- Consigna: Por favor, cita íntegro el fragmento sobre las lenguas de los barceloneses, sin cambiar una sola palabra ni signo.

- Fragmento:
Claro que hay una diferencia, la lengua. Algo importante, pero sin exagerar. Y sobre todo, sin mentiras. Según la encuesta más reciente, un 31,9% de barceloneses del área metropolitana tiene el catalán como lengua materna y un 61,5% el castellano. Casi el doble. El castellano es la lengua mayoritaria y común de los barceloneses. Esa es nuestra realidad, más o menos bilingüe, y, por ende, nuestra identidad. Pero no es esa la que se invoca y la que se recrea desde las instituciones, la que se finge. Basta con echar una mirada a las páginas del Ayuntamiento, a su publicidad, a sus comunicaciones. O a nuestra televisión, a BTV, que informa sobre la ciudad en veinte lenguas, entre las que no incluye la de la mayoría de los barceloneses. Y de los emigrantes, por cierto, a esos mismos a los que apela para justificar ese Babel. A su identidad, claro. Sería bueno saber de quién exactamente. Otro modo de engañarnos.

- Datos proporcionados:
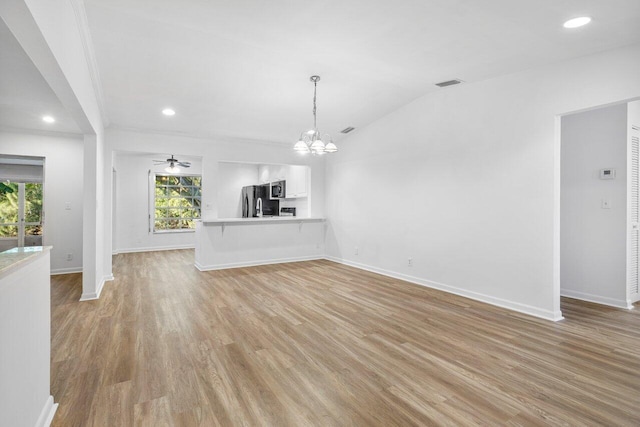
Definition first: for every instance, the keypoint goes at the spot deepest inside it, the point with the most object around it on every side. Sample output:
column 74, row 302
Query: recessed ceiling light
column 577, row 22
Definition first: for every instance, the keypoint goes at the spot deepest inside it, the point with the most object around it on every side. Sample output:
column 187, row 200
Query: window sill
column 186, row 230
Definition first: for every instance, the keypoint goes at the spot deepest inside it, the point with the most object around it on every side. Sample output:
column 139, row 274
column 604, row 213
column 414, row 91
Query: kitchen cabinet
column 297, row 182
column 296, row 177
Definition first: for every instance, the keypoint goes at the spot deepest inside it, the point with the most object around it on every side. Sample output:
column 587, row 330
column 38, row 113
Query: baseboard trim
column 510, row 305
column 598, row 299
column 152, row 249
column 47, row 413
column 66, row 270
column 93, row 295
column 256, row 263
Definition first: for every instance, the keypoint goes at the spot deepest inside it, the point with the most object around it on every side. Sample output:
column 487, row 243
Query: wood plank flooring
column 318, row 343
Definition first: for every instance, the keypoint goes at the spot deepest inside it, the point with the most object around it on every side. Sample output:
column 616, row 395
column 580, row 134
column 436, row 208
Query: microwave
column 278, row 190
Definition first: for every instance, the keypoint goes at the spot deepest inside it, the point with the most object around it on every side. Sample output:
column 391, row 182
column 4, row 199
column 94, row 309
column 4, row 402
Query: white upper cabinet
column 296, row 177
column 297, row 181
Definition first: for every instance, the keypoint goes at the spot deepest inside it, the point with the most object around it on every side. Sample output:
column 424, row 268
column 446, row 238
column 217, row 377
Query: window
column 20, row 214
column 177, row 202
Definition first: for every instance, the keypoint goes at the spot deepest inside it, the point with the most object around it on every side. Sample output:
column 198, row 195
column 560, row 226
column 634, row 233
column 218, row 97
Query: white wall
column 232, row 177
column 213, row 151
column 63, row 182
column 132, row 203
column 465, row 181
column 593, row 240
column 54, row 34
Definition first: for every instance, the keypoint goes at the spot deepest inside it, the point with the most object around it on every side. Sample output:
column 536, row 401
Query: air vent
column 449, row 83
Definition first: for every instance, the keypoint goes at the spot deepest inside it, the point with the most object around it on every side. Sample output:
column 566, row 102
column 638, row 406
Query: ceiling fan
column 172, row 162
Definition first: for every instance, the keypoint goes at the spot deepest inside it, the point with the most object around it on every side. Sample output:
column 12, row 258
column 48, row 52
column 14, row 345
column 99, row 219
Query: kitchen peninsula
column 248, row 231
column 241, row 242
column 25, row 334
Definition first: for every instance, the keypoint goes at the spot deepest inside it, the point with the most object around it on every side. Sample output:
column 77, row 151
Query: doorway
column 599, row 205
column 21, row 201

- Respuesta al ejercicio:
Claro que hay una diferencia, la lengua. Algo importante, pero sin exagerar. Y sobre todo, sin mentiras. Según la encuesta más reciente, un 31,9% de barceloneses del área metropolitana tiene el catalán como lengua materna y un 61,5% el castellano. Casi el doble. El castellano es la lengua mayoritaria y común de los barceloneses. Esa es nuestra realidad, más o menos bilingüe, y, por ende, nuestra identidad. Pero no es esa la que se invoca y la que se recrea desde las instituciones, la que se finge. Basta con echar una mirada a las páginas del Ayuntamiento, a su publicidad, a sus comunicaciones. O a nuestra televisión, a BTV, que informa sobre la ciudad en veinte lenguas, entre las que no incluye la de la mayoría de los barceloneses. Y de los emigrantes, por cierto, a esos mismos a los que apela para justificar ese Babel. A su identidad, claro. Sería bueno saber de quién exactamente. Otro modo de engañarnos.